Der Golfstrom reißt ab, das Klima in Europa wird deutlich kälter und der steigende Meeresspiegel bedroht Millionen Menschen in Küstennähe. In der Arktis taut der Permafrostboden auf und setzt Treibhausgase frei, was die globale Erwärmung noch weiter beschleunigt. Könnten diese Szenarios Wirklichkeit werden? Noch kann niemand diese Fragen mit Gewissheit beantworten. Sicher ist jedoch, dass die Auswirkungen des Klimawandels auf Grönland kein lokales Problem sind, sondern uns alle betreffen. Denn das Abschmelzen des Eises hat Auswirkungen auf den Kohlenstoff-, Wärme- und Wasserhaushalt der gesamten Erde.

**Inhalt der Datensätze**.
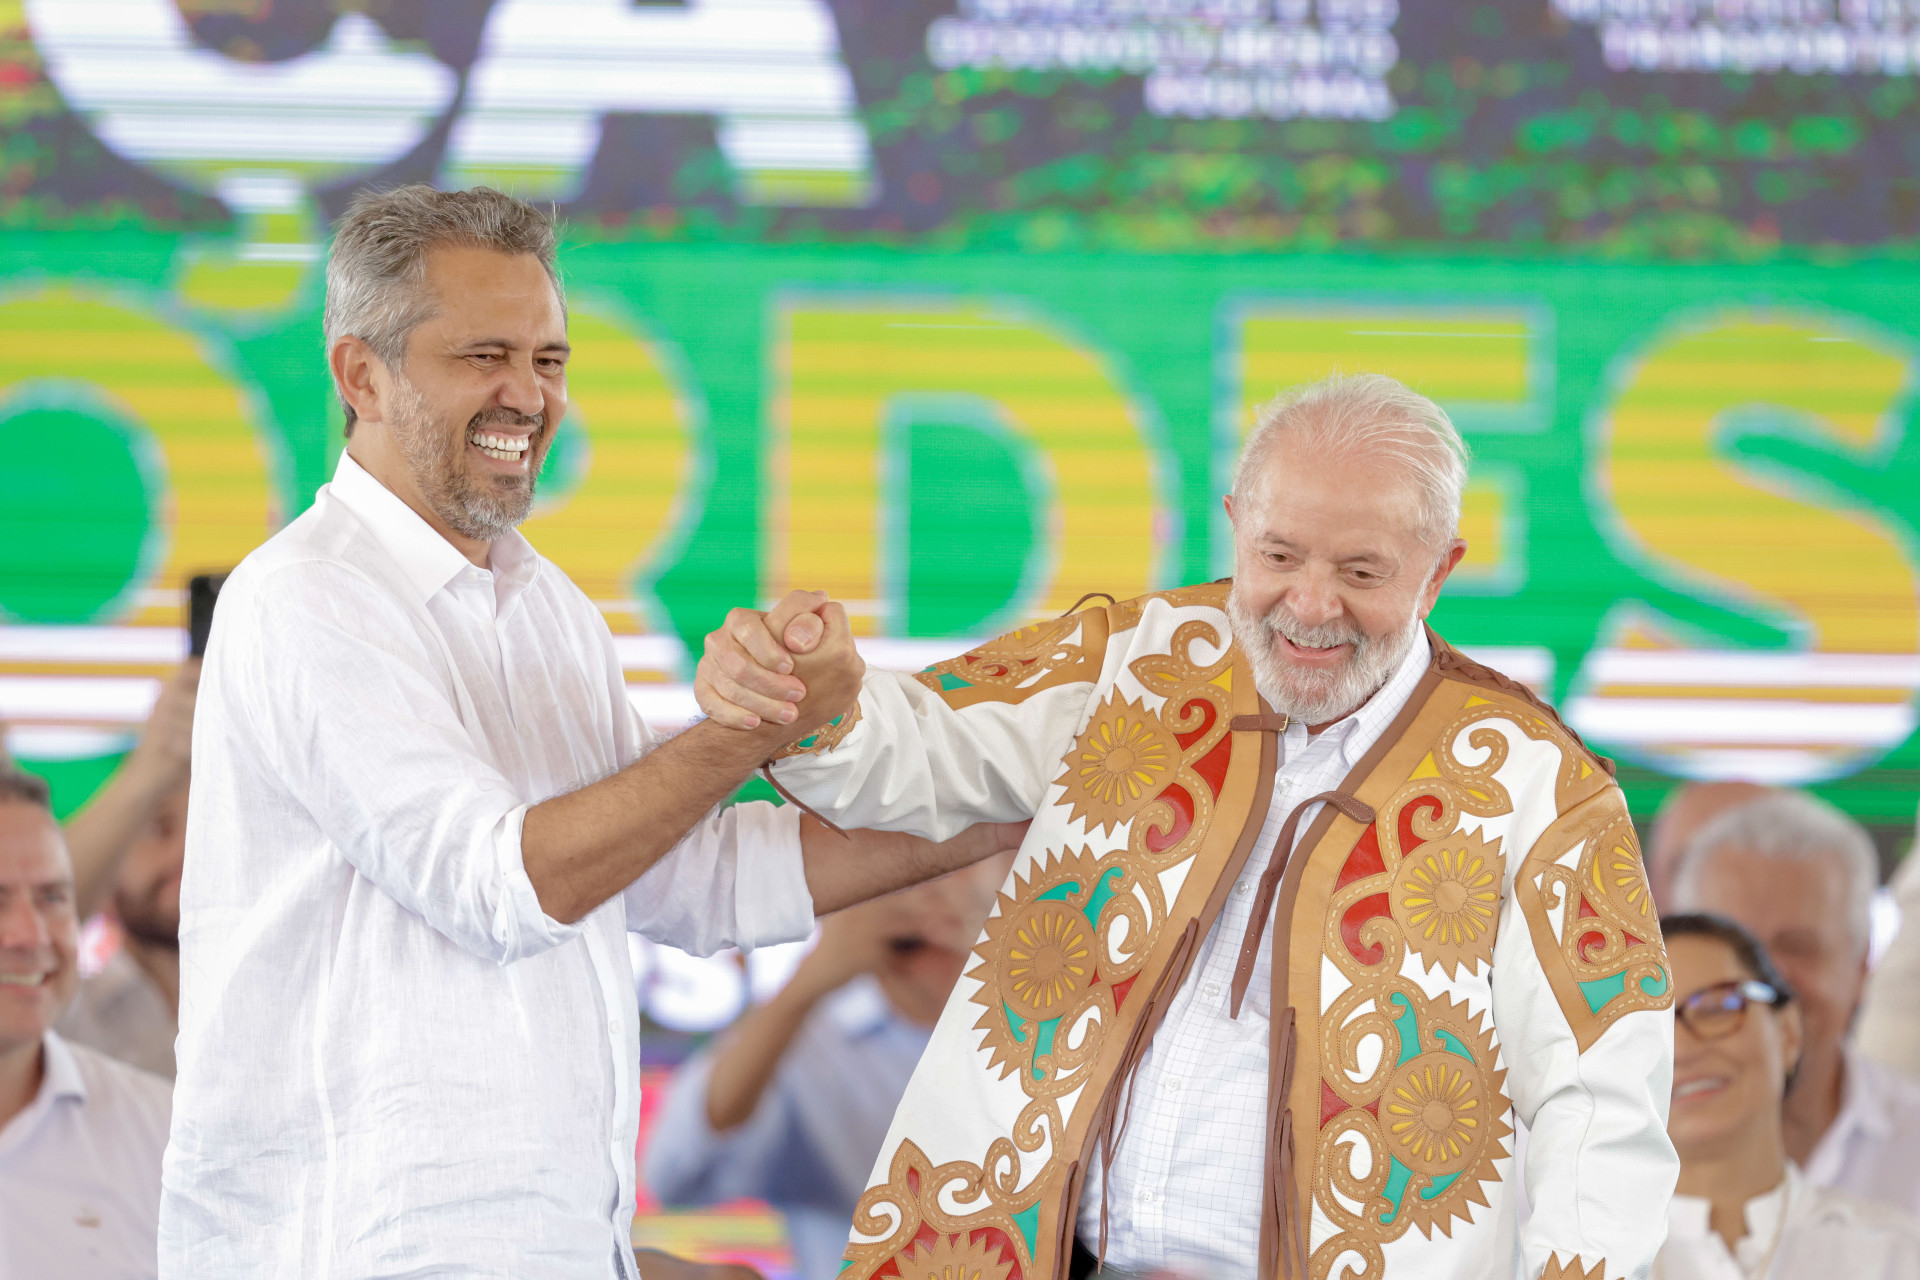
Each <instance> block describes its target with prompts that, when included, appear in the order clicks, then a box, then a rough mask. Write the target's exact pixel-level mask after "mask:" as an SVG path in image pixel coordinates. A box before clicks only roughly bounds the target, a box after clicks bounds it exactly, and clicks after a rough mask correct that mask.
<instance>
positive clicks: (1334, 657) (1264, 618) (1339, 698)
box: [1227, 439, 1467, 725]
mask: <svg viewBox="0 0 1920 1280" xmlns="http://www.w3.org/2000/svg"><path fill="white" fill-rule="evenodd" d="M1227 512H1229V514H1231V516H1233V543H1235V576H1233V593H1231V597H1229V604H1227V608H1229V614H1231V618H1233V629H1235V639H1238V641H1240V649H1242V651H1244V652H1246V656H1248V660H1250V664H1252V668H1254V679H1256V683H1258V685H1260V693H1261V697H1265V699H1267V702H1271V704H1273V708H1275V710H1279V712H1283V714H1286V716H1292V718H1294V720H1300V722H1306V723H1309V725H1317V723H1325V722H1331V720H1338V718H1342V716H1348V714H1352V712H1354V710H1356V708H1357V706H1359V704H1361V702H1365V700H1367V699H1369V697H1373V693H1375V691H1377V689H1379V687H1380V685H1382V683H1386V679H1388V677H1390V676H1392V674H1394V668H1396V666H1398V664H1400V662H1402V658H1405V652H1407V647H1409V645H1411V643H1413V639H1415V635H1417V631H1415V626H1417V622H1419V620H1423V618H1427V614H1428V612H1432V606H1434V601H1436V599H1438V597H1440V585H1442V583H1444V581H1446V578H1448V574H1450V572H1453V566H1455V564H1457V562H1459V557H1461V555H1465V549H1467V545H1465V543H1461V541H1459V539H1450V541H1444V543H1434V541H1432V539H1430V537H1427V535H1423V532H1421V530H1419V499H1417V489H1415V486H1413V482H1411V478H1409V476H1405V474H1404V472H1402V470H1398V468H1396V466H1392V464H1386V462H1373V461H1369V459H1365V457H1329V455H1313V453H1308V451H1304V449H1294V447H1292V445H1290V443H1288V441H1284V439H1283V441H1279V443H1275V445H1273V449H1271V453H1269V455H1267V461H1265V476H1263V484H1260V486H1250V491H1248V493H1242V495H1240V501H1238V505H1236V503H1235V499H1231V497H1229V499H1227Z"/></svg>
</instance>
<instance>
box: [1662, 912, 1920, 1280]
mask: <svg viewBox="0 0 1920 1280" xmlns="http://www.w3.org/2000/svg"><path fill="white" fill-rule="evenodd" d="M1661 931H1663V933H1665V935H1667V960H1668V963H1670V965H1672V992H1674V1086H1672V1111H1670V1115H1668V1121H1667V1132H1668V1136H1672V1140H1674V1148H1676V1150H1678V1151H1680V1186H1678V1190H1676V1194H1674V1199H1672V1209H1670V1211H1668V1219H1667V1224H1668V1226H1667V1245H1665V1247H1663V1249H1661V1253H1659V1257H1657V1259H1655V1263H1653V1278H1655V1280H1830V1278H1834V1276H1847V1278H1849V1280H1866V1278H1872V1280H1920V1221H1914V1219H1912V1217H1908V1215H1905V1213H1901V1211H1899V1209H1891V1207H1887V1205H1880V1203H1872V1201H1866V1199H1860V1197H1857V1196H1851V1194H1847V1192H1839V1190H1832V1188H1820V1186H1812V1184H1809V1182H1807V1180H1805V1178H1803V1176H1801V1173H1799V1169H1795V1167H1793V1163H1791V1161H1788V1157H1786V1140H1784V1136H1782V1125H1780V1100H1782V1098H1784V1096H1786V1090H1788V1084H1789V1080H1791V1079H1793V1067H1795V1063H1797V1059H1799V1050H1801V1019H1799V1009H1797V1007H1795V1006H1793V992H1791V990H1789V988H1788V984H1786V981H1782V977H1780V973H1778V971H1776V969H1774V963H1772V960H1768V956H1766V950H1764V948H1763V946H1761V944H1759V940H1757V938H1755V936H1753V935H1749V933H1747V931H1745V929H1741V927H1740V925H1736V923H1734V921H1730V919H1724V917H1718V915H1668V917H1665V919H1663V921H1661Z"/></svg>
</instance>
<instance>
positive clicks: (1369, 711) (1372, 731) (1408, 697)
mask: <svg viewBox="0 0 1920 1280" xmlns="http://www.w3.org/2000/svg"><path fill="white" fill-rule="evenodd" d="M1430 664H1432V647H1430V645H1428V641H1427V628H1421V629H1419V631H1417V633H1415V635H1413V643H1411V645H1407V656H1404V658H1402V660H1400V666H1396V668H1394V674H1392V676H1388V677H1386V683H1384V685H1380V689H1379V693H1375V695H1373V697H1371V699H1367V700H1365V702H1363V704H1361V706H1359V710H1356V712H1354V714H1350V716H1346V718H1344V720H1340V722H1336V723H1331V725H1327V727H1325V729H1321V733H1319V737H1323V739H1325V737H1331V739H1332V743H1334V745H1336V747H1338V748H1340V760H1342V762H1344V764H1346V768H1348V770H1352V768H1354V766H1356V764H1359V760H1361V756H1365V754H1367V752H1369V750H1373V745H1375V743H1379V741H1380V735H1382V733H1386V725H1390V723H1394V718H1396V716H1400V712H1402V710H1404V708H1405V704H1407V699H1411V697H1413V689H1415V687H1419V683H1421V676H1425V674H1427V668H1428V666H1430Z"/></svg>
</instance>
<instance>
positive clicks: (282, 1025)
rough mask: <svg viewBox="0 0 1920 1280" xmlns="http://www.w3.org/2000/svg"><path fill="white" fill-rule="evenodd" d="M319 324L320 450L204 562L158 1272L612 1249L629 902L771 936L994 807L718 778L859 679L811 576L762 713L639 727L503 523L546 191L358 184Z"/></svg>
mask: <svg viewBox="0 0 1920 1280" xmlns="http://www.w3.org/2000/svg"><path fill="white" fill-rule="evenodd" d="M324 326H326V355H328V361H330V370H332V376H334V386H336V388H338V391H340V397H342V401H344V405H346V411H348V434H349V439H348V451H346V457H342V459H340V468H338V472H336V474H334V480H332V484H330V486H326V487H324V489H321V493H319V495H317V499H315V503H313V507H311V509H309V510H307V512H305V514H301V516H300V518H298V520H294V522H292V524H290V526H288V528H284V530H282V532H280V533H276V535H275V537H271V539H269V541H267V543H265V545H263V547H261V549H259V551H255V553H253V555H250V557H248V558H246V560H244V562H242V564H240V568H238V570H234V574H232V576H230V578H228V580H227V585H225V587H223V591H221V603H219V612H217V616H215V624H213V635H211V641H209V651H207V658H205V668H204V674H202V687H200V710H198V716H196V727H194V779H192V804H190V814H188V839H186V875H184V881H182V889H180V973H182V984H180V1040H179V1086H177V1096H175V1121H173V1136H171V1144H169V1148H167V1163H165V1180H163V1196H161V1230H159V1257H161V1274H163V1276H169V1278H179V1280H188V1278H190V1280H221V1278H234V1280H240V1278H246V1280H255V1278H259V1276H330V1278H332V1280H346V1278H351V1276H401V1274H407V1276H428V1274H432V1276H470V1274H490V1276H503V1274H505V1276H515V1278H520V1280H540V1278H555V1280H559V1278H566V1280H576V1278H582V1276H607V1278H612V1276H620V1278H624V1280H632V1276H634V1274H636V1265H634V1253H632V1244H630V1238H632V1217H634V1146H636V1138H637V1126H639V1098H637V1092H639V1034H637V1031H639V1007H637V1002H636V994H634V983H632V973H630V969H628V944H626V931H630V929H632V931H639V933H645V935H647V936H651V938H657V940H660V942H668V944H674V946H682V948H685V950H691V952H714V950H718V948H724V946H741V948H747V946H755V944H762V942H781V940H793V938H801V936H804V935H806V933H808V931H810V927H812V917H814V912H829V910H837V908H841V906H847V904H851V902H856V900H862V898H868V896H874V894H876V892H885V890H891V889H897V887H900V885H904V883H912V881H916V879H924V877H927V875H935V873H939V871H945V869H950V867H954V865H960V864H964V862H972V860H977V858H979V856H985V854H989V852H993V850H996V848H998V846H1000V844H1006V842H1010V841H1018V829H1016V831H1002V829H995V827H987V825H983V827H975V829H973V831H972V833H968V835H962V837H958V839H954V841H950V842H947V844H929V842H925V841H918V839H900V837H860V839H854V841H849V839H845V837H841V835H837V833H833V831H829V829H828V827H824V825H820V823H816V821H814V819H806V821H803V819H801V818H799V812H797V810H795V808H774V806H768V804H739V806H733V808H720V806H722V804H724V802H726V800H728V798H730V796H732V794H733V791H735V789H737V787H739V783H741V781H745V779H747V777H749V775H751V773H753V771H755V770H756V768H760V764H762V762H766V760H768V758H770V756H772V754H774V752H778V750H781V748H783V747H785V745H787V743H791V741H793V739H795V737H801V735H804V733H808V731H812V729H816V727H818V725H822V723H826V722H828V720H831V718H833V716H837V714H841V712H843V710H847V706H849V704H851V702H852V700H854V695H856V691H858V681H860V674H862V670H864V668H862V664H860V658H858V654H856V652H854V649H852V643H851V639H847V629H845V626H843V616H841V614H837V612H835V610H831V608H829V610H826V620H822V618H816V616H814V614H806V616H804V618H801V622H799V624H797V628H799V631H801V633H799V635H793V637H789V641H791V643H795V651H797V652H801V651H806V649H812V652H806V656H801V658H795V666H793V668H789V672H787V676H789V677H791V679H793V691H795V695H797V697H799V699H801V700H799V702H797V704H795V714H789V716H785V718H781V720H776V722H770V723H756V725H755V727H753V729H751V731H747V733H739V731H733V729H720V727H718V725H705V723H701V725H693V727H691V729H687V731H685V733H682V735H680V737H676V739H672V741H668V743H664V745H659V747H657V748H655V745H653V743H651V741H649V735H647V731H645V727H643V725H641V723H639V720H637V716H636V714H634V710H632V706H630V702H628V697H626V683H624V677H622V672H620V662H618V656H616V652H614V647H612V637H611V635H609V631H607V624H605V620H603V618H601V614H599V610H597V608H595V606H593V603H591V601H588V599H586V597H584V595H582V593H580V589H578V587H574V585H572V583H570V581H568V580H566V576H564V574H561V570H557V568H555V566H553V564H551V562H547V560H543V558H541V557H540V555H538V553H536V551H534V549H532V547H530V545H528V543H526V539H524V537H520V535H518V533H516V532H515V526H516V524H518V522H520V520H524V518H526V514H528V509H530V505H532V491H534V480H536V476H538V474H540V464H541V461H543V457H545V451H547V443H549V441H551V438H553V432H555V428H559V424H561V420H563V416H564V413H566V355H568V345H566V311H564V301H563V296H561V286H559V276H557V271H555V232H553V225H551V223H549V221H547V217H543V215H541V213H540V211H536V209H534V207H530V205H526V203H522V201H518V200H513V198H507V196H501V194H499V192H490V190H484V188H482V190H472V192H434V190H432V188H426V186H407V188H399V190H392V192H384V194H372V196H363V198H361V200H357V201H355V205H353V207H351V209H349V211H348V215H346V217H344V219H342V223H340V225H338V226H336V238H334V248H332V257H330V263H328V271H326V319H324ZM824 622H829V624H837V626H826V628H824ZM822 629H824V631H826V639H820V641H818V645H814V641H816V639H818V637H820V633H822Z"/></svg>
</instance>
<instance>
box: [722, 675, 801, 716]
mask: <svg viewBox="0 0 1920 1280" xmlns="http://www.w3.org/2000/svg"><path fill="white" fill-rule="evenodd" d="M708 676H710V687H712V693H714V695H716V697H720V699H722V700H726V702H730V704H733V706H737V708H739V710H743V712H747V714H751V716H758V718H760V720H770V722H774V723H793V718H795V716H799V714H801V712H799V706H795V704H793V702H787V700H785V699H780V697H772V699H770V697H766V695H764V693H755V691H753V689H749V687H745V685H741V683H739V681H737V679H733V677H732V676H728V674H726V672H724V670H720V668H714V670H712V672H708ZM710 714H712V712H708V716H710Z"/></svg>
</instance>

**Aufgabenstellung**. Gib den Text über die Auswirkungen des Klimawandels auf Grönland vollständig und wortgetreu aus.

**Antwort**.
Der Golfstrom reißt ab, das Klima in Europa wird deutlich kälter und der steigende Meeresspiegel bedroht Millionen Menschen in Küstennähe. In der Arktis taut der Permafrostboden auf und setzt Treibhausgase frei, was die globale Erwärmung noch weiter beschleunigt. Könnten diese Szenarios Wirklichkeit werden? Noch kann niemand diese Fragen mit Gewissheit beantworten. Sicher ist jedoch, dass die Auswirkungen des Klimawandels auf Grönland kein lokales Problem sind, sondern uns alle betreffen. Denn das Abschmelzen des Eises hat Auswirkungen auf den Kohlenstoff-, Wärme- und Wasserhaushalt der gesamten Erde.